- _Exercise_: Pictures stay out; everything else in the records below is copied exactly.

- _Given information_:
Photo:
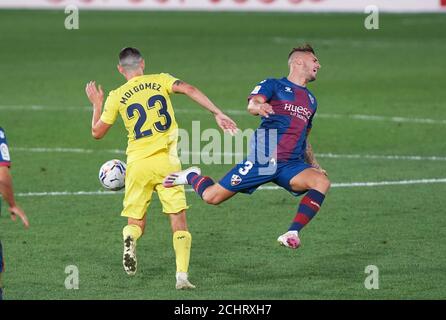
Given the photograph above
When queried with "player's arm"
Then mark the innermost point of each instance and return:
(96, 97)
(223, 121)
(310, 158)
(7, 193)
(258, 106)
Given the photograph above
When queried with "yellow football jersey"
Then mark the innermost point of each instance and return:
(145, 107)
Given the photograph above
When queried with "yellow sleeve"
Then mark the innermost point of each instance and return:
(111, 109)
(169, 80)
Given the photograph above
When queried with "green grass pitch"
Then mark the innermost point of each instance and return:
(396, 71)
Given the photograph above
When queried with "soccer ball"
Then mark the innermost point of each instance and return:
(112, 175)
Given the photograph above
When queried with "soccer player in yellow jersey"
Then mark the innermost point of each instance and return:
(145, 107)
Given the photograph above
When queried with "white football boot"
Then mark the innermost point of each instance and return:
(183, 282)
(180, 177)
(129, 256)
(290, 239)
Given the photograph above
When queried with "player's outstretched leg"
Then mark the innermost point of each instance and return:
(131, 234)
(317, 185)
(182, 243)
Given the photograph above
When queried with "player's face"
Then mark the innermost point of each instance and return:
(312, 66)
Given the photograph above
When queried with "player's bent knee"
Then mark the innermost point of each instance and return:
(323, 183)
(213, 199)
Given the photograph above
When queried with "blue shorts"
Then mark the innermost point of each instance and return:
(247, 176)
(5, 159)
(1, 258)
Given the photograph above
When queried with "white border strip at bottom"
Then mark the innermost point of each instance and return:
(333, 185)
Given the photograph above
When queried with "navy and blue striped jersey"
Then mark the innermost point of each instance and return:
(283, 133)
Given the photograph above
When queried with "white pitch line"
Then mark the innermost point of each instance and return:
(320, 155)
(242, 112)
(333, 185)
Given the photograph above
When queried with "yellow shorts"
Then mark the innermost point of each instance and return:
(146, 175)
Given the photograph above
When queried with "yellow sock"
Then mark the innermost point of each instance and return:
(182, 241)
(132, 230)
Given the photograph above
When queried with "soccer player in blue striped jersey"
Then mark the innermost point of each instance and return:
(280, 151)
(7, 193)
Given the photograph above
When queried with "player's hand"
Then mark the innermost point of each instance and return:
(226, 123)
(265, 109)
(17, 211)
(95, 95)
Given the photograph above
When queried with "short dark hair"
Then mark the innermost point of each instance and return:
(303, 48)
(128, 56)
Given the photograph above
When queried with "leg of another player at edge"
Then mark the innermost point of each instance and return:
(182, 242)
(317, 185)
(208, 190)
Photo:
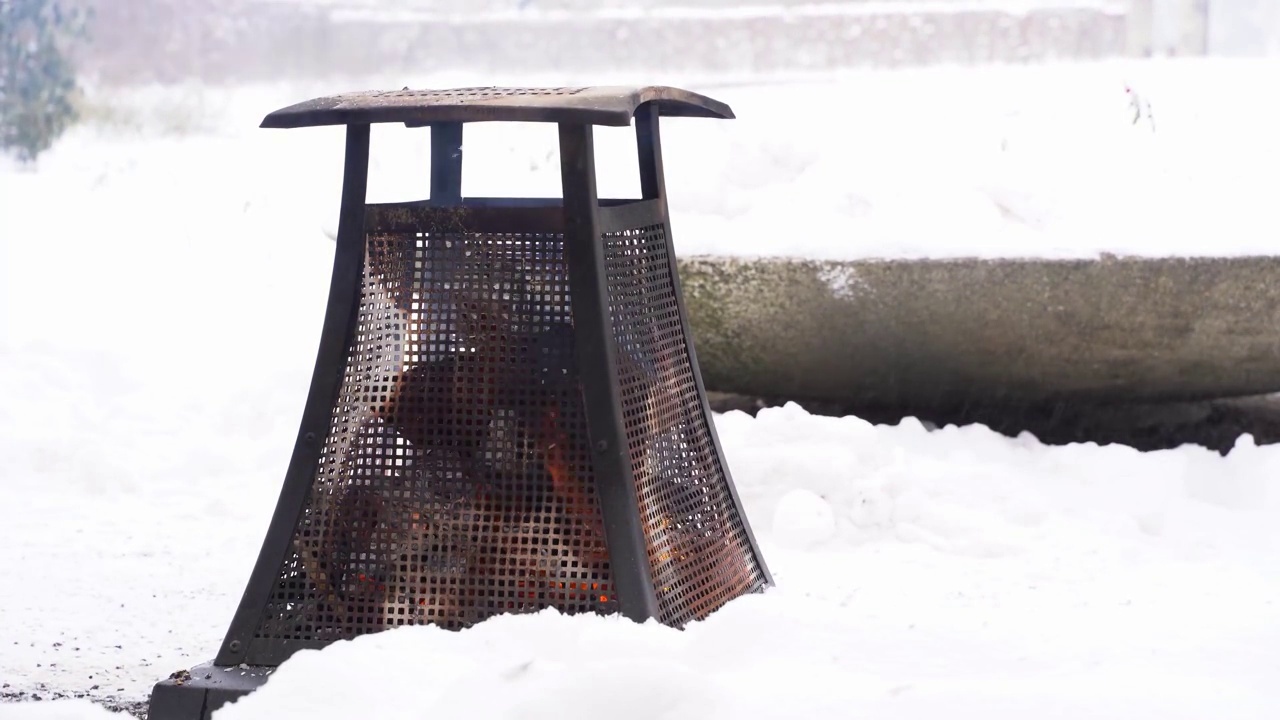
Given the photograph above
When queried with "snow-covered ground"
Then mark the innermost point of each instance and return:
(161, 300)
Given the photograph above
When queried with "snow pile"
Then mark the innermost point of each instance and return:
(161, 300)
(915, 573)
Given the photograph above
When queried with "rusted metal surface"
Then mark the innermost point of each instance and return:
(586, 105)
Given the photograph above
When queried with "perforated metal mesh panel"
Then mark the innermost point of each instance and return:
(699, 551)
(461, 94)
(456, 481)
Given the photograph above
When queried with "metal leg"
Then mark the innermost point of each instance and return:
(597, 359)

- _Task response_:
Photo:
Given the photograph above
When queried with "player's arm"
Then mark the innermost point of each instance and return:
(96, 97)
(223, 121)
(310, 158)
(7, 193)
(258, 106)
Given the photograph above
When queried with "yellow football jersey"
Then mark the innermost point of each instance and return:
(145, 107)
Given the photograph above
When queried with "yellow sleeve"
Then mark the innermost point of each instance and return:
(111, 109)
(169, 80)
Given the photograph above
When queried with "green grass pitch"
Then mark the innermost point of each instance and return:
(396, 71)
Given the photograph above
When queried with "soccer ball"
Then mark the innermost point of each instance and return:
(112, 175)
Given the photograph above
When queried with "soccer player in yellow jersey"
Then mark the innermost point of each instance and return:
(145, 107)
Given the photograph above
When queried with "white football boot"
Then mark the innermost point of each instance and return:
(183, 282)
(180, 177)
(129, 256)
(290, 239)
Given the photograph above
When queried with "player's outstretched leg"
Then mark the innermost point of each instance and return:
(131, 234)
(317, 185)
(182, 243)
Given the photograph above
When queried with "player's face"
Then mark the innermost point of each instance and return:
(312, 66)
Given the photograph above
When queried with "player's bent knee"
Then mark the innermost point of each instance and return:
(323, 183)
(213, 199)
Given the photograph above
When queried with "blue shorts"
Then mark the innermost point of each instance and return:
(247, 176)
(5, 159)
(1, 258)
Given the photograph above
When queried with "white border strip at bottom"
Then mark the innermost point of each instance and return:
(333, 185)
Given the photograph above
When queried with "navy and blue striped jersey"
Then mark the innermost point of each instance and return:
(283, 133)
Given the photograph above
When queried with "white pitch line"
Then mark the innermost point of each instance and return:
(320, 155)
(242, 112)
(333, 185)
Given the photograph above
When queried with "yellow shorts"
Then mark the innermost point of each instance and return:
(146, 175)
Given the photograph above
When queried with "yellow sock"
Then mark the innermost point of each instance and return:
(182, 241)
(132, 230)
Given the photograph above
When queried with "soccer player in blue striped jersey"
Then mark the innermost point of each instance and return:
(280, 151)
(7, 193)
Given the photograph above
When queried with "player's hand"
Then mark the innermost point of each instance and return:
(226, 123)
(265, 109)
(17, 211)
(95, 95)
Given the photograph above
When queried with "short dark hair"
Then mark the innermost point of each instance and return:
(303, 48)
(128, 56)
Given the photograph above
When queried with "leg of another player at edge"
Then mark the innermost point of each instance and return:
(182, 242)
(317, 185)
(208, 190)
Photo:
Given the photograph above
When queried with "snow-covered ground"
Then mark the innermost point of each instance and return:
(161, 300)
Given the photograph above
When queried with "snow pile"
Then mark the innermost point of each instance and return:
(161, 300)
(915, 573)
Given the photograph above
When queried with "rusted metal surface"
Then mark the innermost point of each instance and return:
(586, 105)
Given the photograph above
When queried with "perforated metal mesh panel"
Then mark the innermost point of each instance and return:
(699, 551)
(461, 94)
(456, 481)
Given the photograph above
When queried with "metal leg"
Then mark the innermost point of each instance and return:
(597, 359)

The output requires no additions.